Pictures stay out; please output the remaining data exactly.

########

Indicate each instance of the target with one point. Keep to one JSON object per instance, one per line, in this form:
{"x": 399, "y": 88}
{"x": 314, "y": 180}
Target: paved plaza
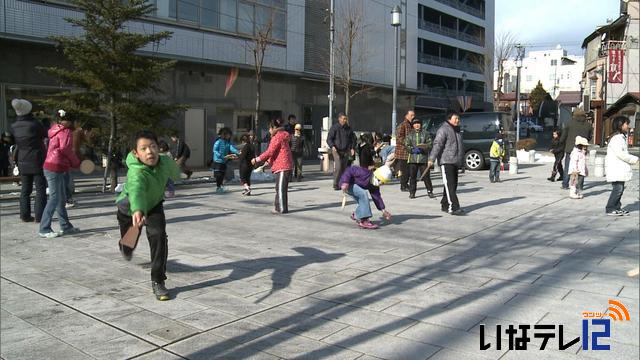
{"x": 247, "y": 284}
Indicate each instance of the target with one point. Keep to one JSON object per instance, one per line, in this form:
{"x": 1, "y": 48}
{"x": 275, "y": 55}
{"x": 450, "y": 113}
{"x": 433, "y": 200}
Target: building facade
{"x": 556, "y": 70}
{"x": 211, "y": 37}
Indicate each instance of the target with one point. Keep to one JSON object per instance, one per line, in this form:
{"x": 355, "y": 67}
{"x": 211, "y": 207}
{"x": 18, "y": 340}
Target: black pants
{"x": 297, "y": 162}
{"x": 340, "y": 164}
{"x": 616, "y": 194}
{"x": 219, "y": 170}
{"x": 156, "y": 235}
{"x": 449, "y": 200}
{"x": 415, "y": 170}
{"x": 25, "y": 195}
{"x": 282, "y": 187}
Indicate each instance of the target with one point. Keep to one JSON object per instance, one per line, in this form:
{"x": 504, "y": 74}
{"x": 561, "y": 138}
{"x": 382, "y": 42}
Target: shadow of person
{"x": 283, "y": 269}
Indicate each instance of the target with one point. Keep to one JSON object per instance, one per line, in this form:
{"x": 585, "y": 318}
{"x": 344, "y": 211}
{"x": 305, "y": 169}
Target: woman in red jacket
{"x": 278, "y": 154}
{"x": 60, "y": 159}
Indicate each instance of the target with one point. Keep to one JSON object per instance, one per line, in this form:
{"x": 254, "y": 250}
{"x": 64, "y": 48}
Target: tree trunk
{"x": 112, "y": 138}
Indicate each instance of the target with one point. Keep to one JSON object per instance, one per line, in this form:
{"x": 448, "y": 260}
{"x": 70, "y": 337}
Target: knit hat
{"x": 382, "y": 175}
{"x": 21, "y": 106}
{"x": 581, "y": 141}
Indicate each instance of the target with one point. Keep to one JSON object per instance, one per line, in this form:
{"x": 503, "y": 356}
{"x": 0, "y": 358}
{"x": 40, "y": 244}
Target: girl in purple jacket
{"x": 359, "y": 182}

########

_ANSWER TO THIS EXERCISE_:
Indicate each instance of the target with one point. Keep to one JSON object per instance, one per line, in this form:
{"x": 399, "y": 88}
{"x": 314, "y": 180}
Target: paved plaza
{"x": 247, "y": 284}
Indicate each instance of the target with one point. Keep to one JSON object per instance, one per line, in this form:
{"x": 1, "y": 48}
{"x": 275, "y": 55}
{"x": 450, "y": 113}
{"x": 433, "y": 200}
Target: building facade
{"x": 556, "y": 70}
{"x": 211, "y": 37}
Indicate each instance of the target with one point. Keep to one JSON object per instance, one per line, in this form:
{"x": 355, "y": 67}
{"x": 211, "y": 207}
{"x": 18, "y": 340}
Target: black pants
{"x": 297, "y": 162}
{"x": 340, "y": 164}
{"x": 616, "y": 194}
{"x": 219, "y": 170}
{"x": 156, "y": 235}
{"x": 449, "y": 200}
{"x": 415, "y": 170}
{"x": 25, "y": 195}
{"x": 282, "y": 187}
Indicate each instance of the target with one point. Keep to one JSON object per instance, one per line, in this form:
{"x": 504, "y": 74}
{"x": 561, "y": 138}
{"x": 382, "y": 42}
Target: shadow of person
{"x": 283, "y": 269}
Indicate each instance of the target with one point. Keep to one JSON object per instance, one per line, in this form:
{"x": 585, "y": 318}
{"x": 344, "y": 211}
{"x": 305, "y": 169}
Target: woman in red jacket
{"x": 278, "y": 154}
{"x": 60, "y": 159}
Indicate each instance of the target with one point. Keep to one JSON object per instance, one per line, in this form:
{"x": 254, "y": 250}
{"x": 64, "y": 48}
Target: tree trunk
{"x": 112, "y": 138}
Indicate each instance of the target with one point. Keep to one JSON object per instance, one per line, in this form:
{"x": 448, "y": 260}
{"x": 70, "y": 337}
Target: knit hat
{"x": 382, "y": 175}
{"x": 21, "y": 106}
{"x": 581, "y": 141}
Indicate each instance of the target with one point. Keep to one JSON object per instance, one per line, in this form:
{"x": 503, "y": 356}
{"x": 0, "y": 358}
{"x": 40, "y": 244}
Target: girl in purple jacket
{"x": 359, "y": 182}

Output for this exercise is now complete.